> **Goal**:
Give back exactly the lines from the "black sneaker in the photo above." line to the final line of the records, and only those, minus any pictures.

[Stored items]
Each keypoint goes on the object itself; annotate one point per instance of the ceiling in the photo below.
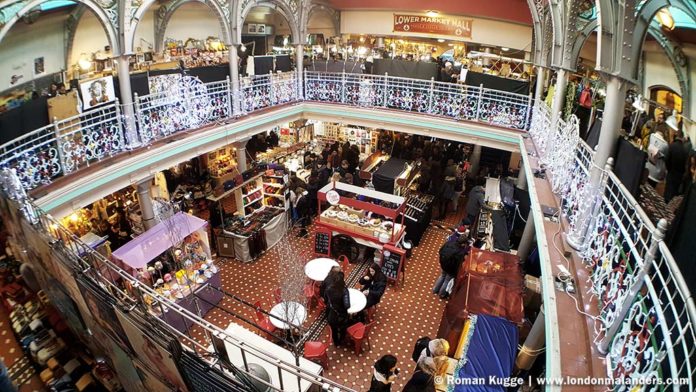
(508, 10)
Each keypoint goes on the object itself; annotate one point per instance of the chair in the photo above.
(358, 333)
(343, 262)
(371, 313)
(263, 322)
(318, 351)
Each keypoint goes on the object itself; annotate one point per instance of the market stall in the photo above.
(185, 276)
(489, 283)
(368, 217)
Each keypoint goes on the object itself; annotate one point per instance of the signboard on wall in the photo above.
(441, 25)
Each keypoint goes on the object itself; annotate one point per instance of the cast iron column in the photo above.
(131, 131)
(146, 203)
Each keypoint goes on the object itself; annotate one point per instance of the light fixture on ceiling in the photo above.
(85, 63)
(672, 122)
(665, 18)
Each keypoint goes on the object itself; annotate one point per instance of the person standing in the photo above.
(384, 373)
(657, 155)
(338, 302)
(451, 255)
(475, 202)
(675, 163)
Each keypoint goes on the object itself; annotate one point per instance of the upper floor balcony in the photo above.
(632, 316)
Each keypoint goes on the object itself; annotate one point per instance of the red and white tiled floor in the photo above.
(406, 312)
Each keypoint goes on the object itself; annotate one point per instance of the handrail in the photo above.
(95, 263)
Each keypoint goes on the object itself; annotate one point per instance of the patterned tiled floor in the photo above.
(405, 313)
(13, 356)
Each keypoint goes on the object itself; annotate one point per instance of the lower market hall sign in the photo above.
(457, 27)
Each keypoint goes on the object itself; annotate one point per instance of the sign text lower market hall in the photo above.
(457, 27)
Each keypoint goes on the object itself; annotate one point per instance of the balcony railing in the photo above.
(646, 312)
(452, 100)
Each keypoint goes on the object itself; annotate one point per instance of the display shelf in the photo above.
(252, 192)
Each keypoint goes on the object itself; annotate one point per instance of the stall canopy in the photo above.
(489, 352)
(383, 179)
(152, 243)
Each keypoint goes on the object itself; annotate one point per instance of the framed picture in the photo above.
(96, 92)
(39, 66)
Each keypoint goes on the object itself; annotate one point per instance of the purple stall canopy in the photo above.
(490, 352)
(152, 243)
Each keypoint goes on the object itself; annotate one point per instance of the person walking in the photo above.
(384, 373)
(451, 255)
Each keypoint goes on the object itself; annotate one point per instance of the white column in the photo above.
(475, 159)
(527, 240)
(240, 147)
(536, 340)
(299, 65)
(234, 76)
(131, 131)
(559, 96)
(539, 93)
(522, 178)
(148, 212)
(611, 124)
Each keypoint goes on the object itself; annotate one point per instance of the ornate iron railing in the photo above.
(646, 311)
(452, 100)
(130, 293)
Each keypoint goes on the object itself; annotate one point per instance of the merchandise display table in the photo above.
(288, 310)
(203, 298)
(247, 245)
(250, 339)
(358, 301)
(318, 269)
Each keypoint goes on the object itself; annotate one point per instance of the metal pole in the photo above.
(527, 240)
(431, 94)
(611, 124)
(539, 91)
(59, 145)
(299, 52)
(234, 78)
(122, 67)
(386, 89)
(558, 98)
(643, 271)
(478, 104)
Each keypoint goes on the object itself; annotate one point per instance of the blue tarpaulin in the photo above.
(489, 351)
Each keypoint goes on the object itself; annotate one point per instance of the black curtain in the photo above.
(24, 119)
(497, 83)
(628, 166)
(681, 239)
(405, 69)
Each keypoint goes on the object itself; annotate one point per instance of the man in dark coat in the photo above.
(451, 256)
(676, 166)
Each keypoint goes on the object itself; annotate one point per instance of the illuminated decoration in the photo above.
(457, 27)
(187, 104)
(664, 16)
(443, 99)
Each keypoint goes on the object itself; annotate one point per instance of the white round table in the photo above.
(295, 312)
(358, 300)
(317, 269)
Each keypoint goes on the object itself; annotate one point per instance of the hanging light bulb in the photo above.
(665, 18)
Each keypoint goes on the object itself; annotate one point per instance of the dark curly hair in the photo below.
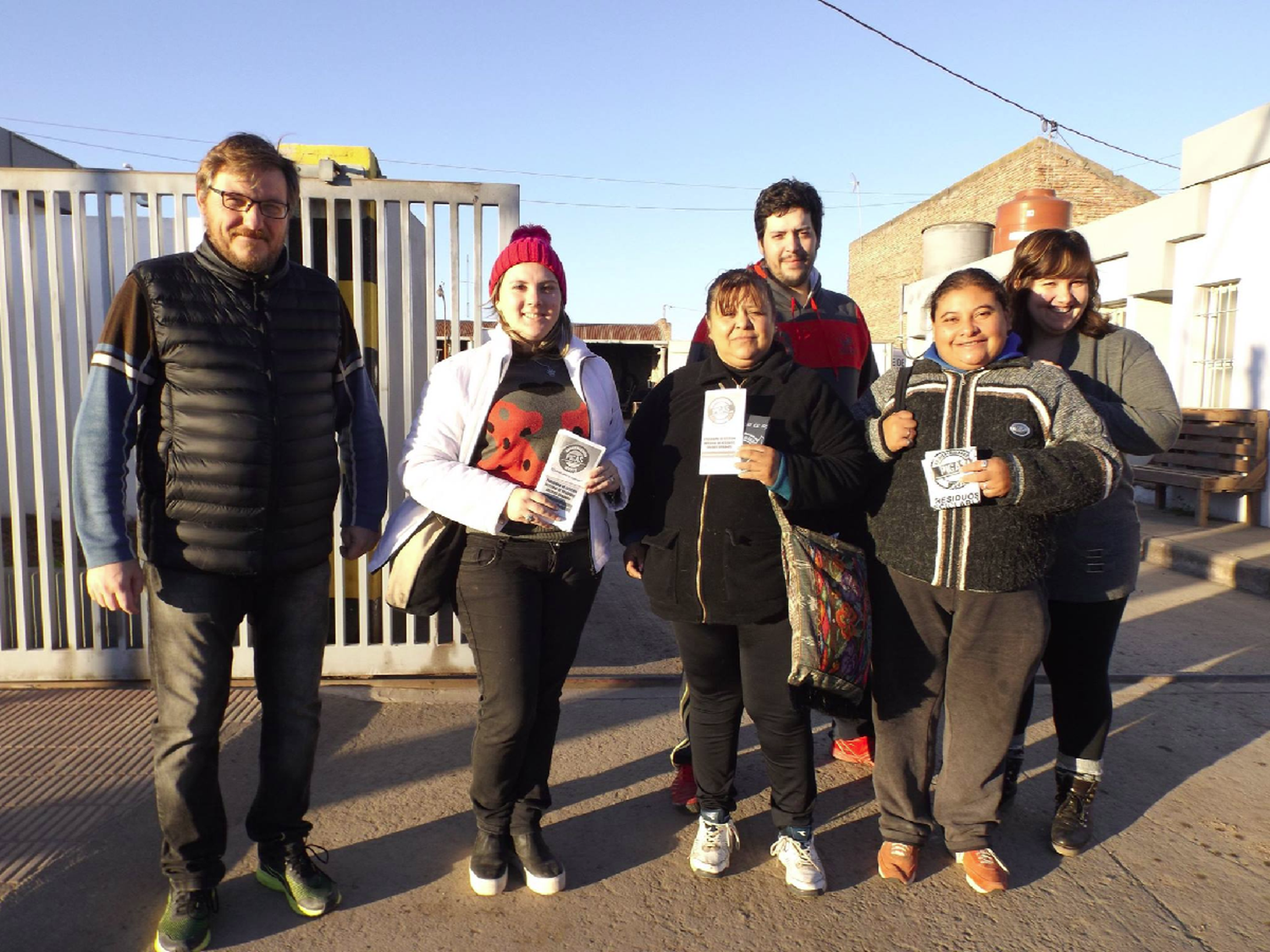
(781, 197)
(1053, 253)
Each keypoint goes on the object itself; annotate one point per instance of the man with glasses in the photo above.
(235, 373)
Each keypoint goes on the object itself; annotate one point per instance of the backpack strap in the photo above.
(902, 388)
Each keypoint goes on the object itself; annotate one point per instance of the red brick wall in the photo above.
(891, 256)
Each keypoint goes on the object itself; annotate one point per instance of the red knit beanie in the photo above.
(530, 243)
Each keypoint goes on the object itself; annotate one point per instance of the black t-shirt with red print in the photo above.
(533, 400)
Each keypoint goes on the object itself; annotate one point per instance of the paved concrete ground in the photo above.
(1183, 860)
(1229, 553)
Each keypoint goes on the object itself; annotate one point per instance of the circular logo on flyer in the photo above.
(721, 410)
(947, 466)
(574, 459)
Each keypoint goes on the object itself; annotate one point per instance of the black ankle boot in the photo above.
(487, 870)
(544, 873)
(1010, 772)
(1069, 833)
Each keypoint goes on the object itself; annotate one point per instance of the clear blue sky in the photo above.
(732, 93)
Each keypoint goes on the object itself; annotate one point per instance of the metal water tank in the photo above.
(1031, 210)
(954, 244)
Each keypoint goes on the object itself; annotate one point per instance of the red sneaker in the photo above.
(898, 861)
(858, 751)
(985, 871)
(683, 789)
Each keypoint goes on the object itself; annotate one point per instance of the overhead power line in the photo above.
(98, 129)
(414, 162)
(693, 208)
(625, 182)
(1046, 121)
(112, 149)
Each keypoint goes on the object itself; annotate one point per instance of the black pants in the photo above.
(193, 619)
(973, 655)
(744, 667)
(843, 728)
(522, 606)
(1079, 660)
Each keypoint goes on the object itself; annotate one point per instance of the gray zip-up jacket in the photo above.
(1029, 414)
(1123, 380)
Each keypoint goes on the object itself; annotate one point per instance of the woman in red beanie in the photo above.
(527, 579)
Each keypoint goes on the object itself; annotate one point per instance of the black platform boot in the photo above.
(487, 870)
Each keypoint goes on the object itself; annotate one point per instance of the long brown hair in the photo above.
(1053, 253)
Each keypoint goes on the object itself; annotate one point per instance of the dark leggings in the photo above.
(734, 667)
(1077, 660)
(522, 606)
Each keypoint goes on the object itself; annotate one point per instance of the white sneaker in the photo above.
(711, 850)
(804, 872)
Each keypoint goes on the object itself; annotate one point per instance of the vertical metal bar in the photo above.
(337, 561)
(385, 393)
(8, 371)
(89, 619)
(180, 221)
(455, 291)
(389, 362)
(429, 271)
(306, 231)
(130, 230)
(104, 228)
(155, 216)
(478, 231)
(61, 411)
(43, 542)
(358, 274)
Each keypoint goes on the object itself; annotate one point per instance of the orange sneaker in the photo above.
(898, 861)
(985, 870)
(683, 789)
(858, 751)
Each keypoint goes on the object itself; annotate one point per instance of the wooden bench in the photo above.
(1218, 451)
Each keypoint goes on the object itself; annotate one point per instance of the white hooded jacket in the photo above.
(452, 409)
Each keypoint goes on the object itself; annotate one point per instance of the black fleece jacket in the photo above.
(714, 543)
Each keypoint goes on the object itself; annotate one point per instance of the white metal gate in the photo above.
(68, 239)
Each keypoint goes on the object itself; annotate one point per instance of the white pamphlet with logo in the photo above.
(564, 477)
(723, 426)
(942, 469)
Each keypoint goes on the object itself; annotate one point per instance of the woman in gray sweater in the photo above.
(1054, 301)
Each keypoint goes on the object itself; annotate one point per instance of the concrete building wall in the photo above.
(20, 152)
(891, 256)
(1160, 259)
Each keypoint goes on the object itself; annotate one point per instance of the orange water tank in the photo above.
(1031, 210)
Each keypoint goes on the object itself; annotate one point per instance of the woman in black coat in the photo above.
(708, 548)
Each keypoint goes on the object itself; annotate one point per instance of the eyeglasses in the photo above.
(241, 203)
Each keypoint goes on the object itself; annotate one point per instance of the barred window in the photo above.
(1213, 340)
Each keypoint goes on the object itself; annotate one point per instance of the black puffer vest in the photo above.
(236, 462)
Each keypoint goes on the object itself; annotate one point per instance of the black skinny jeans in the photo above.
(1077, 662)
(734, 667)
(522, 606)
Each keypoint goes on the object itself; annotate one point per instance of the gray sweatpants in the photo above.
(973, 655)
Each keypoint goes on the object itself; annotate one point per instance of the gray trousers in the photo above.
(972, 654)
(193, 619)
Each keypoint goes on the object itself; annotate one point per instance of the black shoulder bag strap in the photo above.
(901, 388)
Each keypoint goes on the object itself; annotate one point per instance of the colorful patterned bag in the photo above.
(826, 581)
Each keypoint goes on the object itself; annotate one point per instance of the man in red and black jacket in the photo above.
(822, 330)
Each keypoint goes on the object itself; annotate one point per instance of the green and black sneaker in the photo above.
(187, 922)
(289, 868)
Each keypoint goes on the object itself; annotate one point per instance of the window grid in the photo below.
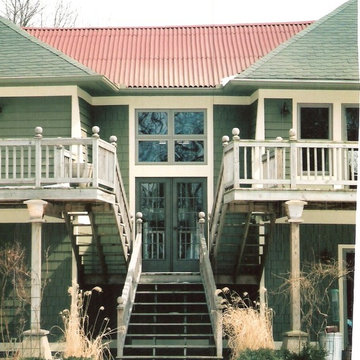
(171, 140)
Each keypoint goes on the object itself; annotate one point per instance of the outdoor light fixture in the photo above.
(294, 210)
(36, 209)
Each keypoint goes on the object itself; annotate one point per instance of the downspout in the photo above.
(75, 116)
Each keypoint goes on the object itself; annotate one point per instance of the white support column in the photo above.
(35, 343)
(295, 339)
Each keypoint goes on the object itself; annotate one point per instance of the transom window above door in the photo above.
(171, 136)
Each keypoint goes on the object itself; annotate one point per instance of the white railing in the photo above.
(126, 300)
(43, 161)
(213, 301)
(288, 163)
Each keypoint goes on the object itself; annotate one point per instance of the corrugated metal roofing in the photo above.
(169, 57)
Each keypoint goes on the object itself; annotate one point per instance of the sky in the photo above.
(108, 13)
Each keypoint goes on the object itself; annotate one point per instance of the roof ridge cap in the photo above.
(45, 46)
(292, 40)
(170, 26)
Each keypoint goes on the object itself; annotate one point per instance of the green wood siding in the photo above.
(227, 117)
(20, 116)
(114, 120)
(85, 118)
(56, 273)
(277, 122)
(314, 239)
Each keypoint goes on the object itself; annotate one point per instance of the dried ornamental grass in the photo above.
(246, 326)
(80, 339)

> **Output below**:
Each keypoint goes on the object itself; annotate one point per instance of the green and black sneaker in the photo above.
(187, 922)
(289, 868)
Each keypoint goes on the object itself; annotate one point per instance of the window grid in the photo below.
(171, 140)
Each keypoint goes on the object itself; annotate one point per instance of the outdoor light fixture in the photo above.
(294, 210)
(36, 209)
Each keypoint goes on the object itself; annotate one point per instance of the downspout in the photo above.
(75, 116)
Each keypoint goes on the object itself; annotate one point per instance of the white support column in the photo above.
(35, 343)
(295, 339)
Each keypoint goes on the object itself; annotate one point per instance of the transom window above door in the photo above.
(171, 136)
Each keypoint goes on the object itself; annotate one point per instance of the white railing in the photo above.
(126, 300)
(43, 161)
(213, 301)
(288, 163)
Each keypoint goes on the object itself; annotate one point per instance of the corrugated metal roofing in the photo above.
(169, 57)
Each keypoint goes on the object itself; annotate one point per instance of the sky in the photo above.
(108, 13)
Each keypoint goes on the object itself; annotate one point per instance of the roof ridge cap in the photo above.
(45, 46)
(292, 40)
(170, 26)
Each keypoint goes on the object itself; annotate one point per instance of the green wood siding in the photo above.
(227, 117)
(20, 116)
(114, 120)
(85, 118)
(56, 273)
(277, 122)
(314, 239)
Each keypoint goes on the object itself; annotate one point per instance of the dried ornamental grass in the photo above.
(246, 326)
(80, 339)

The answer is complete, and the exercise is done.